** Begin Available records **

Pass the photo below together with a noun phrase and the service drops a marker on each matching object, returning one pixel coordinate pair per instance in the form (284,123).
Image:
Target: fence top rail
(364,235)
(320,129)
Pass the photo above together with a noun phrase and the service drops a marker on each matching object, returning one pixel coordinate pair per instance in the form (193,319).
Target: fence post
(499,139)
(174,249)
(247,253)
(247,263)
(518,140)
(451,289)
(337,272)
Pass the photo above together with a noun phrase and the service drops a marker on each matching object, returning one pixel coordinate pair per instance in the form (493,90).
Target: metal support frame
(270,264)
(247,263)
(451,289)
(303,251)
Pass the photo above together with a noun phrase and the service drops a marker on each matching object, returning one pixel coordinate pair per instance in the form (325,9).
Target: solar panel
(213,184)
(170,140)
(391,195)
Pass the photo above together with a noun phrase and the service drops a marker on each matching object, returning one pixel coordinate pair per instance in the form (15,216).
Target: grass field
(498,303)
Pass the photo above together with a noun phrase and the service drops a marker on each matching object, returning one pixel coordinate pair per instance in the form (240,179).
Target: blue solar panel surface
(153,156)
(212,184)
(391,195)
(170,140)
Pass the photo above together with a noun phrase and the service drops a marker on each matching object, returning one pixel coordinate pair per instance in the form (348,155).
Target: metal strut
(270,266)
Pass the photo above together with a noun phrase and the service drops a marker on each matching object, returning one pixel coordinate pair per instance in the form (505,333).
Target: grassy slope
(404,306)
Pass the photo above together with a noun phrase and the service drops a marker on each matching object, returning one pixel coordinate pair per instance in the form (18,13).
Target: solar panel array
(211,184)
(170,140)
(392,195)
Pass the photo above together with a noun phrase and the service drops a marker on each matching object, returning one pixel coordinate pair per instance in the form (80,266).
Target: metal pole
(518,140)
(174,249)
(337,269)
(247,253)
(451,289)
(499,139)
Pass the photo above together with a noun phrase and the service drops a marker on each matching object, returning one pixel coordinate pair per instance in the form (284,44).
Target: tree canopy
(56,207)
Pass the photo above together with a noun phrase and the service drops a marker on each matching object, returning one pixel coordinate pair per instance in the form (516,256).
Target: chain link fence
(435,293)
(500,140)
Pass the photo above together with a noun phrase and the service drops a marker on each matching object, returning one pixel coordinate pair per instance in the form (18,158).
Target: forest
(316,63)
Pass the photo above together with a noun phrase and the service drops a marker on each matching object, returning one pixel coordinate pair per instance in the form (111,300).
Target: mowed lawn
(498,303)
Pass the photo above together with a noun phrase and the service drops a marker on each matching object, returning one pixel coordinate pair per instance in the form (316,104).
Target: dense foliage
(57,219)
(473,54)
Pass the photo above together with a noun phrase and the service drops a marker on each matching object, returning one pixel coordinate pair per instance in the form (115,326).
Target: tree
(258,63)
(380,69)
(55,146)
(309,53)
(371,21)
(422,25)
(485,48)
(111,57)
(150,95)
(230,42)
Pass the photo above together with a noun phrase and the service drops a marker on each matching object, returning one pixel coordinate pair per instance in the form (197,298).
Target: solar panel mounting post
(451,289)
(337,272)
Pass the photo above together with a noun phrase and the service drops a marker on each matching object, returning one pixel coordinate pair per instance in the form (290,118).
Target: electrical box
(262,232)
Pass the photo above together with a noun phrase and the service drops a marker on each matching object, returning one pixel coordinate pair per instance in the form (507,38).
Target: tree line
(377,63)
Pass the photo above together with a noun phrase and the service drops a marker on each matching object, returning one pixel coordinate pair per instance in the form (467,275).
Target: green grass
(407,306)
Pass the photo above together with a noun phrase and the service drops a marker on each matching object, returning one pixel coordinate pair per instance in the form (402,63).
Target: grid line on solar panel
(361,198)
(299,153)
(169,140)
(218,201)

** End Available records **

§ **Given task**
Return every one of the lines above unchanged.

§ **Task result**
Pass the photo below together with a noun phrase and the service drops a marker on each matching object, returning one pixel coordinate pair per instance in the form (284,123).
Image:
Target: fence top rail
(364,235)
(320,129)
Pass the photo above together with a noun phrase and the service drops a marker on each matching object, returning one pixel coordinate pair per instance in the form (193,319).
Target: fence post
(499,139)
(174,249)
(247,253)
(247,263)
(518,140)
(451,289)
(337,272)
Pass the photo above together with a noun phrase and the service drops a marker on each matching object, returning one pixel coordinate pair per instance in the form (493,90).
Target: metal support frame
(270,264)
(247,263)
(451,289)
(303,251)
Pass the photo above together with a noun phrase and the service drops a marker on each matching object, returning one pixel coordinate pair per instance in the form (325,9).
Target: solar panel
(213,184)
(170,140)
(391,195)
Pass the photo above together with a noun phrase and the service drops a marker on each matching object, returning one pixel coordinate pair per instance in the form (15,216).
Target: grass field
(498,303)
Pass the photo above together with a noun phrase and the service drops a marker on each matching object, returning one pixel coordinate pair per instance in the form (240,179).
Target: blue solar panel surface
(153,156)
(212,184)
(391,195)
(170,140)
Pass the photo above together with a noun phrase and the service drops a marker on each matching object, returning one pixel coordinate pair per instance in the form (348,155).
Target: metal strut
(270,266)
Pass the photo above together with a noun phrase and the service drops a marker on each matching object, returning one pixel coordinate pair per instance in the form (505,333).
Target: grassy slope
(404,306)
Pass the photo above together with a noun phrase and the service drops a marker on each matching object, returning one pixel coordinate pair per instance in the form (18,13).
Target: solar panel array
(211,184)
(170,140)
(392,195)
Pass the photo above together with a noun phrase and the service drops a marker on each matching object, returning one pixel coordinate pair per instance in the form (80,266).
Target: metal pole
(518,140)
(174,249)
(337,269)
(247,253)
(451,289)
(499,139)
Pass the photo above together with a noun phrase and the service drops a marker on each matching object, returning one pixel coordinate pair per instance in the form (284,44).
Target: tree canopy
(56,207)
Pass the photo above together with a noun phrase and the service drops a marker on each matching object, returning one pixel coordinate pair per instance in the form (516,256).
Target: chain link fence
(435,293)
(500,140)
Pass the photo above together with a noun phrase and the service drops a marker on each matching object, returning one pixel coordinate pair per instance in the form (18,158).
Target: forest
(316,63)
Pass the photo above together with a noun phrase and the service drops a marker on each matching object, returning one pixel coordinate pair per instance in the form (111,300).
Target: mowed lawn
(498,303)
Pass the photo above together with a noun phrase and the service drops a marker on each matching object, returning one pixel coordinate pair per instance in the form (316,104).
Target: dense foliage
(57,219)
(473,54)
Pass the photo above together with a noun phrase and the service drops a marker on each matching object, returning one pixel coordinate pair per instance in the form (115,326).
Target: tree
(258,63)
(380,69)
(55,146)
(309,53)
(371,21)
(422,25)
(485,48)
(111,57)
(150,95)
(230,42)
Pass the photo above together with a noun phrase and the service drops a marker on each matching object, returning one pixel coordinate pair per instance in the form (197,298).
Target: solar panel mounting post
(451,289)
(337,272)
Pass the photo above together with a noun phrase and the service drops a marker on each matching object, returning one pixel coordinate pair per instance in the form (290,118).
Target: electrical box
(262,232)
Pass the photo above together with a noun phrase and the service drops a marker on each matching object, returning one pixel coordinate pair per instance in the form (507,38).
Target: tree line
(377,63)
Pass the photo above together with a noun phrase and the service drops a marker on each matching object, returning one pixel coordinate pair per instance in the form (467,275).
Target: green grass
(407,306)
Pass the photo above together with a noun phrase and the service drops a marker on each matching object, returning one pixel coordinate pair per instance in the form (402,63).
Target: grid line on solar panel
(361,198)
(299,153)
(169,140)
(218,201)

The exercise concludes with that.